_Aim_. Return, without alteration, the lines of the entries that begin with the line containing "Place one keypoint on each instance of the gable" and continue through the final line of the entries, both included.
***** Entries provided
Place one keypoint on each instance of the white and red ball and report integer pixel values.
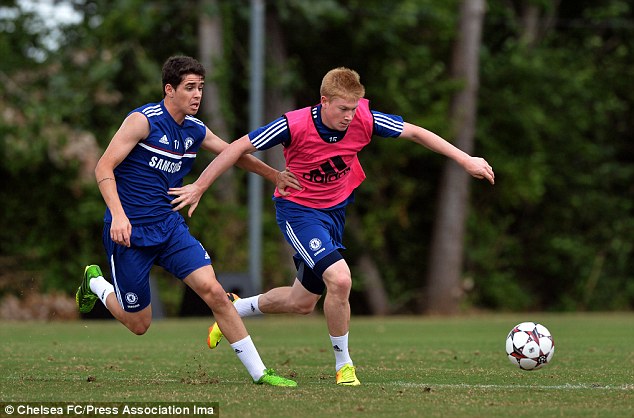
(530, 346)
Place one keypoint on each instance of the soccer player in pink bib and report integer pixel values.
(321, 144)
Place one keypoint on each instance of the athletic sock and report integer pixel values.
(340, 348)
(248, 355)
(248, 306)
(102, 288)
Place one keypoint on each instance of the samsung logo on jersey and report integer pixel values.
(165, 165)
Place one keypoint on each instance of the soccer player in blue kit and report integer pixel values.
(152, 151)
(321, 144)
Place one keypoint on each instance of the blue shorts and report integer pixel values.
(316, 235)
(167, 244)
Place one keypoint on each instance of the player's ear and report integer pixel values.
(169, 90)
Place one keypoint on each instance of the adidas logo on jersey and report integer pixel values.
(329, 171)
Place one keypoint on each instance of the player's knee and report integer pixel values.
(304, 307)
(339, 285)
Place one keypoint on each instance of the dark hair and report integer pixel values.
(175, 68)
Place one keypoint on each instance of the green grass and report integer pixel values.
(408, 366)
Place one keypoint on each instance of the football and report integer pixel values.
(530, 346)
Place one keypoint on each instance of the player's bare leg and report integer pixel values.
(288, 299)
(203, 281)
(338, 282)
(137, 322)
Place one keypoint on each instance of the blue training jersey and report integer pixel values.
(277, 132)
(157, 163)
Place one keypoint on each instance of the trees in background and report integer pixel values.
(554, 120)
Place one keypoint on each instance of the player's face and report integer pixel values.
(189, 93)
(337, 113)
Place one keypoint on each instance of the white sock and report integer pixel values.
(340, 348)
(248, 355)
(248, 306)
(101, 287)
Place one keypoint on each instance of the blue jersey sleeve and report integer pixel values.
(386, 125)
(270, 135)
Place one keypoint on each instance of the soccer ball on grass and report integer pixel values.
(530, 346)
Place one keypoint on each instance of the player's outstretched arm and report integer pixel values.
(190, 194)
(475, 166)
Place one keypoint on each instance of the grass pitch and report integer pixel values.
(408, 366)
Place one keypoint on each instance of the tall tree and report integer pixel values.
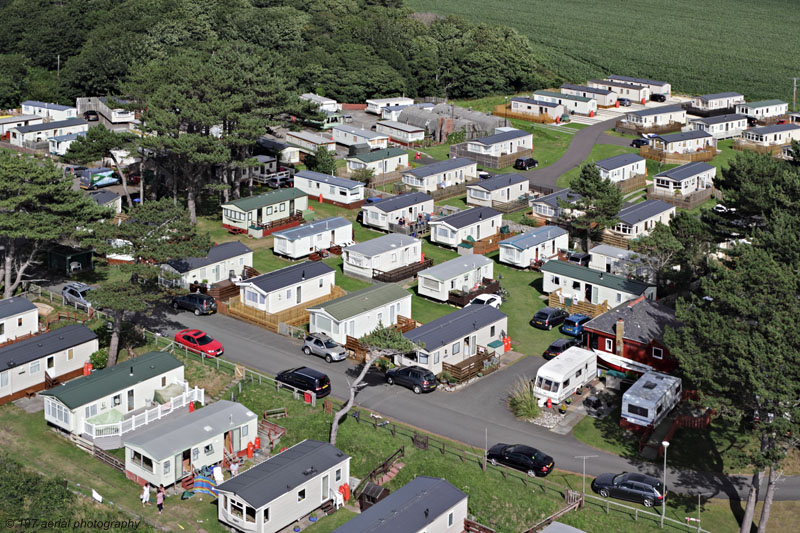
(37, 207)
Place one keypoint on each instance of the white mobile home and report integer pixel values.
(288, 287)
(442, 174)
(350, 135)
(303, 240)
(285, 488)
(477, 223)
(410, 206)
(557, 379)
(385, 253)
(376, 105)
(108, 395)
(172, 450)
(18, 318)
(502, 189)
(456, 336)
(330, 188)
(622, 167)
(541, 244)
(461, 274)
(360, 312)
(581, 284)
(651, 399)
(28, 365)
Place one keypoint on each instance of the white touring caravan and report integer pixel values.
(651, 398)
(558, 378)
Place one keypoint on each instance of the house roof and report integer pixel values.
(412, 507)
(15, 306)
(271, 198)
(468, 217)
(51, 125)
(455, 267)
(401, 201)
(633, 214)
(382, 244)
(619, 161)
(378, 155)
(595, 277)
(291, 275)
(534, 238)
(165, 440)
(439, 167)
(499, 182)
(307, 230)
(454, 326)
(220, 252)
(686, 171)
(102, 383)
(45, 344)
(637, 80)
(361, 301)
(643, 320)
(55, 107)
(502, 137)
(327, 178)
(283, 472)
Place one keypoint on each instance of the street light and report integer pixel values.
(665, 444)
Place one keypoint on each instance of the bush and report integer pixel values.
(522, 401)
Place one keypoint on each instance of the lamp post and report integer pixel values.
(665, 444)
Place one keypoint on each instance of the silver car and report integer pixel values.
(323, 346)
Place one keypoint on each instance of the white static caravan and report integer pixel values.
(376, 105)
(303, 240)
(651, 398)
(558, 378)
(542, 243)
(174, 448)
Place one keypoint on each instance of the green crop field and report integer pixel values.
(699, 47)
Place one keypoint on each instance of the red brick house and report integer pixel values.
(632, 335)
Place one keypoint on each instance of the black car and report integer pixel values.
(525, 163)
(634, 487)
(199, 304)
(307, 379)
(548, 318)
(415, 378)
(559, 346)
(521, 457)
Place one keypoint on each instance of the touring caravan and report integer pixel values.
(651, 398)
(558, 378)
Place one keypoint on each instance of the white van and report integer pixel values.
(558, 378)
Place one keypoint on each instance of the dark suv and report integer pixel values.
(199, 304)
(415, 378)
(307, 379)
(634, 487)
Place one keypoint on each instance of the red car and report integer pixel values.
(199, 342)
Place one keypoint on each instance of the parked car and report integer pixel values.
(306, 379)
(634, 487)
(525, 458)
(415, 378)
(325, 347)
(199, 304)
(492, 300)
(200, 342)
(573, 325)
(76, 293)
(548, 318)
(558, 346)
(525, 163)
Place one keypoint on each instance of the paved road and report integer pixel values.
(465, 416)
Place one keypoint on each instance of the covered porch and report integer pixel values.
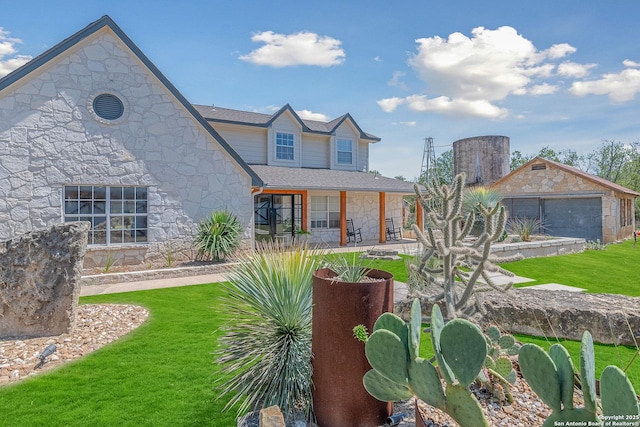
(321, 205)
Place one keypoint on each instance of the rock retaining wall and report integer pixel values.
(562, 314)
(40, 280)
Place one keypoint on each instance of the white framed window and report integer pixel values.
(118, 215)
(325, 212)
(284, 146)
(344, 151)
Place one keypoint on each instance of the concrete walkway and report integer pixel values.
(405, 247)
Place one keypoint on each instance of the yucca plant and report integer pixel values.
(218, 236)
(267, 345)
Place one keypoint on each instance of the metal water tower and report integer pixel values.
(484, 159)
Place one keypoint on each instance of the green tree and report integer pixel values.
(608, 160)
(518, 159)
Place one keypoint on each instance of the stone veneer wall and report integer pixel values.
(50, 138)
(554, 181)
(364, 209)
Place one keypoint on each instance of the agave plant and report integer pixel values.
(266, 349)
(218, 236)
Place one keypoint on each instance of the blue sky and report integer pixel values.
(564, 74)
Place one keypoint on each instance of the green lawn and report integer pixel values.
(163, 373)
(615, 270)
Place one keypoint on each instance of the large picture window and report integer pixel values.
(118, 215)
(344, 152)
(284, 146)
(325, 212)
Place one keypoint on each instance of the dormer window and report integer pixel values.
(344, 152)
(284, 146)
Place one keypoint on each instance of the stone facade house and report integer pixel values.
(568, 201)
(91, 130)
(315, 174)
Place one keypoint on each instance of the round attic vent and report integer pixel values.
(108, 106)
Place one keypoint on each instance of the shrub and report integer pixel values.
(266, 347)
(218, 236)
(524, 227)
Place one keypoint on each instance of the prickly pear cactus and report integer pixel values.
(498, 373)
(399, 372)
(551, 376)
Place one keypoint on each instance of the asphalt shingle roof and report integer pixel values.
(227, 115)
(276, 177)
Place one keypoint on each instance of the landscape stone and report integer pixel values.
(551, 313)
(40, 280)
(271, 417)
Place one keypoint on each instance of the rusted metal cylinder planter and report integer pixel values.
(339, 361)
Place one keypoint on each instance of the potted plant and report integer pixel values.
(346, 293)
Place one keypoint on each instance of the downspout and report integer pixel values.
(254, 192)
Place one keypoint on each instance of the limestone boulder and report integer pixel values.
(40, 280)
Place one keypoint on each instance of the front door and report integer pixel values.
(277, 216)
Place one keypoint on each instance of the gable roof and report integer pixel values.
(93, 28)
(278, 177)
(574, 171)
(247, 118)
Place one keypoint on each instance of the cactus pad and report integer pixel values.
(564, 367)
(464, 408)
(425, 382)
(588, 372)
(437, 324)
(384, 389)
(617, 394)
(541, 375)
(388, 355)
(464, 349)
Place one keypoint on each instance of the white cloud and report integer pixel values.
(467, 75)
(458, 106)
(572, 69)
(396, 80)
(310, 115)
(620, 87)
(7, 48)
(390, 104)
(560, 50)
(304, 48)
(543, 89)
**********
_Response to this task_.
Place one keypoint on each instance of the gable roof and report integer pixel values.
(93, 28)
(278, 177)
(574, 171)
(247, 118)
Place one keypoint on each instance of the cactus pad and report integer pixel values.
(564, 367)
(464, 408)
(425, 382)
(588, 372)
(437, 324)
(384, 389)
(617, 394)
(541, 375)
(388, 355)
(464, 349)
Place one keypoint on each instance of the white cloud and report integer pixel values.
(467, 75)
(458, 106)
(572, 69)
(396, 80)
(310, 115)
(620, 87)
(7, 48)
(390, 104)
(560, 50)
(304, 48)
(543, 89)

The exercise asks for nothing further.